Copy the records word for word, starting at the line that holds "Look at the photo above. For every instance of the purse" and going to the end of the records, including both ends.

** start MATERIAL FOR THIS EXERCISE **

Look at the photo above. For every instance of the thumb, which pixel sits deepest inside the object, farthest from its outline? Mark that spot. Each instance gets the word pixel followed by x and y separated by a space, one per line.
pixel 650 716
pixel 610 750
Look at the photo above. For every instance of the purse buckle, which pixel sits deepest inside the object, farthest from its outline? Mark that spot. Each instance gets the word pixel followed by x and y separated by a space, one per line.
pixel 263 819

** end MATERIAL FOR THIS EXERCISE **

• [ANSWER FOR THIS EXERCISE]
Look at the photo above. For every instance of the purse buckle, which pixel sits deepest inside the object, farthest from its outline? Mark that spot. Each instance gets the word pixel followed by x and y separated by a space, one per line.
pixel 263 819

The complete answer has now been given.